## Your instructions
Repeat, exactly and completely, the entries shown underneath.

## Data excerpts
==*==

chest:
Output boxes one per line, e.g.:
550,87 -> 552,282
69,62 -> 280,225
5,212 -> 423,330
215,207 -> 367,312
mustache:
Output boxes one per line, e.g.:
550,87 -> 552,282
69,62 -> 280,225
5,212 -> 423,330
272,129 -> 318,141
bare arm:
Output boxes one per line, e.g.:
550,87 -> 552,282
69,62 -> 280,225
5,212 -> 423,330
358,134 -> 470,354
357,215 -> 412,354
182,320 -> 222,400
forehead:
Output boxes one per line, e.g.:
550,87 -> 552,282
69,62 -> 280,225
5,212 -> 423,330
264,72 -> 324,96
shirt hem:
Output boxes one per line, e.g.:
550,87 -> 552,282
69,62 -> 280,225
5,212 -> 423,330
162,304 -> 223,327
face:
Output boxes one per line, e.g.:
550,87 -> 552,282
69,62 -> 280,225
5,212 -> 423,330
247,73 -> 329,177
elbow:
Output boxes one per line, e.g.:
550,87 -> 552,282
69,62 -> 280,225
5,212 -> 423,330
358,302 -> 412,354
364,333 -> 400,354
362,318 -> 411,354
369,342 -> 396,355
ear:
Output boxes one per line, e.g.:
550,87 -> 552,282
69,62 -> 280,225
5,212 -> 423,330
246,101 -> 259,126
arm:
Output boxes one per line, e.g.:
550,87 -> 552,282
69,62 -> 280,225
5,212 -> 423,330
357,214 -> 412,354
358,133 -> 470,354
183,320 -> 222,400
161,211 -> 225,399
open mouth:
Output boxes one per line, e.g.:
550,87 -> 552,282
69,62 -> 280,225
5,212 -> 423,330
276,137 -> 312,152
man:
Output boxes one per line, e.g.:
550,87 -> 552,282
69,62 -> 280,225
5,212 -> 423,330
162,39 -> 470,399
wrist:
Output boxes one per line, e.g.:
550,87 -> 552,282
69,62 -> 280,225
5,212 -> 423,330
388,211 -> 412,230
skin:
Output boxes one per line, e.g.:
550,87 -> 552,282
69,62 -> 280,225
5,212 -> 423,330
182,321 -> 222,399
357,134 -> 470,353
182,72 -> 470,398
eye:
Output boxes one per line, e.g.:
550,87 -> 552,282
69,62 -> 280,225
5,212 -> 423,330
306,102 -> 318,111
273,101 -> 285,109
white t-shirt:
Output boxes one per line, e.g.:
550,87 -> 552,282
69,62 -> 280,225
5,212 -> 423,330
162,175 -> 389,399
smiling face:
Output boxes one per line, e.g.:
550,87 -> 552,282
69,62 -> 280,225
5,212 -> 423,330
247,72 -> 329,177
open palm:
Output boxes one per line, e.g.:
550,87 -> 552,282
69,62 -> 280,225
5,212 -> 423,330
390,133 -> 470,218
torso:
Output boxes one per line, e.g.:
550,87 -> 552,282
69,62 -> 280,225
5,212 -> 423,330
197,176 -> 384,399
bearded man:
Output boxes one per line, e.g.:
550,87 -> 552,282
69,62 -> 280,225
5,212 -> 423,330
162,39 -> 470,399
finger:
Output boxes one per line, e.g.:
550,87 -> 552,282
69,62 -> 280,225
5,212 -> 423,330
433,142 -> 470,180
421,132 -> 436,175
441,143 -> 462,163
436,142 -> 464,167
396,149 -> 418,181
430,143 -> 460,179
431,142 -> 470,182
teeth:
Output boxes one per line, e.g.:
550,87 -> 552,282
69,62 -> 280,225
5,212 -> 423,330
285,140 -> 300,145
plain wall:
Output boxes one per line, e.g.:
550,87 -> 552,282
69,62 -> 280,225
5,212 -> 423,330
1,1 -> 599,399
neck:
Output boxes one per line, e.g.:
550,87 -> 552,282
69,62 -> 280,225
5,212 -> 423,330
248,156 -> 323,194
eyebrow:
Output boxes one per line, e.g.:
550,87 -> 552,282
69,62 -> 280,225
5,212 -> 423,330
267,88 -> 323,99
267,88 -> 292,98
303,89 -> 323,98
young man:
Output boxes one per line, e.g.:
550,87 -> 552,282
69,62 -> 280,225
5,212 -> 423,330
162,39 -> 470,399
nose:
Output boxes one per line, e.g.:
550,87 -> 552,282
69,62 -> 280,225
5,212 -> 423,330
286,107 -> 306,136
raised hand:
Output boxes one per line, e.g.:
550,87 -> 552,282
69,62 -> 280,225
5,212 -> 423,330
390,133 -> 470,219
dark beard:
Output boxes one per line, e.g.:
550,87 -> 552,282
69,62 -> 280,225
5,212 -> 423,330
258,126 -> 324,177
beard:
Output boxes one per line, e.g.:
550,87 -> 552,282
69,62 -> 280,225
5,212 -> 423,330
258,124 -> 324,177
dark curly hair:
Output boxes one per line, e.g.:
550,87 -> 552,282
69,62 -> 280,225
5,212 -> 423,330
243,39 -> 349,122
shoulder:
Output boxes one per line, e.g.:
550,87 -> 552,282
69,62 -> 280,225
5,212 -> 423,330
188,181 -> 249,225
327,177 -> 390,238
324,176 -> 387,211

==*==

## Exercise result
chest:
Output boxes one per line, e.g.:
550,87 -> 552,282
69,62 -> 280,225
5,212 -> 423,330
215,207 -> 367,312
mustache:
Output boxes one per line, e.g.:
550,87 -> 552,282
69,62 -> 280,225
5,212 -> 423,330
272,129 -> 318,141
bare arm:
Output boxes one per line, e.g.:
550,87 -> 552,282
69,62 -> 280,225
5,212 -> 423,330
358,134 -> 470,354
357,215 -> 412,354
182,320 -> 222,400
forehead:
Output boxes one per line, e.g.:
550,87 -> 552,282
69,62 -> 280,225
5,212 -> 423,330
264,72 -> 324,96
shirt hem:
Output boxes one per line, e.g.:
550,87 -> 552,282
69,62 -> 280,225
5,212 -> 423,330
162,304 -> 223,327
face:
Output boxes one per line, e.g.:
550,87 -> 552,282
69,62 -> 280,225
5,212 -> 423,330
247,73 -> 329,177
elbow:
Output boxes one per line, e.g.:
550,87 -> 552,282
69,62 -> 280,225
5,212 -> 423,330
358,302 -> 412,354
364,333 -> 400,354
362,318 -> 411,354
369,342 -> 396,355
ear:
Output boxes one per line, e.g.:
550,87 -> 552,282
69,62 -> 280,225
5,212 -> 423,330
246,101 -> 259,126
arm:
Output boxes one per line, e.g.:
550,87 -> 552,282
69,62 -> 280,225
5,212 -> 423,330
357,214 -> 412,354
358,133 -> 470,354
183,320 -> 222,400
161,211 -> 225,399
open mouth:
Output boxes one per line, e.g.:
550,87 -> 552,282
69,62 -> 280,225
5,212 -> 423,330
276,137 -> 312,152
man:
Output boxes one per line, e.g.:
550,87 -> 552,282
69,62 -> 280,225
5,212 -> 423,330
162,39 -> 470,399
wrist:
Output boxes one per line, e.g.:
550,87 -> 552,282
69,62 -> 280,225
5,212 -> 423,330
388,211 -> 412,230
skin:
Output boxes one per line, e.g.:
550,87 -> 552,282
69,62 -> 280,225
5,212 -> 423,330
182,321 -> 222,399
357,134 -> 470,353
182,72 -> 470,398
eye:
Output boxes one per line, e.g.:
550,87 -> 552,282
69,62 -> 280,225
5,212 -> 423,330
306,102 -> 318,111
273,101 -> 285,109
white t-shirt:
Output boxes one per line, e.g.:
550,87 -> 552,282
69,62 -> 280,225
5,212 -> 423,330
162,175 -> 389,399
smiling face:
Output boxes one per line, e.g.:
550,87 -> 552,282
69,62 -> 280,225
5,212 -> 423,330
247,72 -> 329,177
open palm:
Output boxes one per line, e.g.:
550,87 -> 552,282
69,62 -> 280,225
5,212 -> 423,330
390,133 -> 470,218
torso:
Output boxes one per line, e.g.:
550,87 -> 552,282
69,62 -> 280,225
5,212 -> 423,330
197,176 -> 384,399
bearded man:
Output boxes one per line, e.g.:
550,87 -> 552,282
69,62 -> 280,225
5,212 -> 423,330
162,39 -> 470,399
finger:
Output boxes one per line, e.g.:
550,87 -> 552,282
69,62 -> 280,225
5,212 -> 423,330
433,142 -> 470,180
421,132 -> 436,175
441,143 -> 462,163
436,142 -> 464,167
396,149 -> 418,181
430,143 -> 460,179
431,142 -> 470,182
teeth:
Output boxes one per line, e.g.:
550,87 -> 552,282
69,62 -> 280,225
5,212 -> 423,330
285,140 -> 300,145
plain wall:
Output boxes one per line, e.g.:
550,87 -> 552,282
69,62 -> 280,225
5,212 -> 423,330
1,1 -> 599,399
neck:
Output boxes one per line, e.g.:
550,87 -> 552,282
69,62 -> 280,225
5,212 -> 423,330
248,156 -> 323,194
eyebrow:
Output boxes one per line, e.g.:
550,87 -> 552,282
69,62 -> 280,225
5,212 -> 423,330
267,88 -> 323,99
267,88 -> 292,98
303,89 -> 323,98
young man:
Output boxes one per line, e.g.:
550,87 -> 552,282
69,62 -> 280,225
5,212 -> 423,330
162,39 -> 470,399
nose:
Output boxes one per line, e.g.:
550,87 -> 552,282
69,62 -> 280,225
5,212 -> 423,330
286,107 -> 306,136
raised hand:
Output boxes one per line, e.g.:
550,87 -> 552,282
69,62 -> 280,225
5,212 -> 423,330
390,133 -> 470,219
dark beard:
Output boxes one per line, e.g.:
550,87 -> 552,282
69,62 -> 280,225
5,212 -> 423,330
258,126 -> 324,177
beard:
Output boxes one per line, e.g.:
550,87 -> 552,282
69,62 -> 280,225
5,212 -> 423,330
258,124 -> 324,177
dark curly hair:
Output boxes one per line, e.g.:
550,87 -> 552,282
69,62 -> 280,225
5,212 -> 423,330
243,39 -> 349,122
shoulder:
Output boxes one per line, e.g.:
550,87 -> 552,282
69,62 -> 280,225
5,212 -> 423,330
188,181 -> 249,225
327,177 -> 390,238
324,176 -> 387,211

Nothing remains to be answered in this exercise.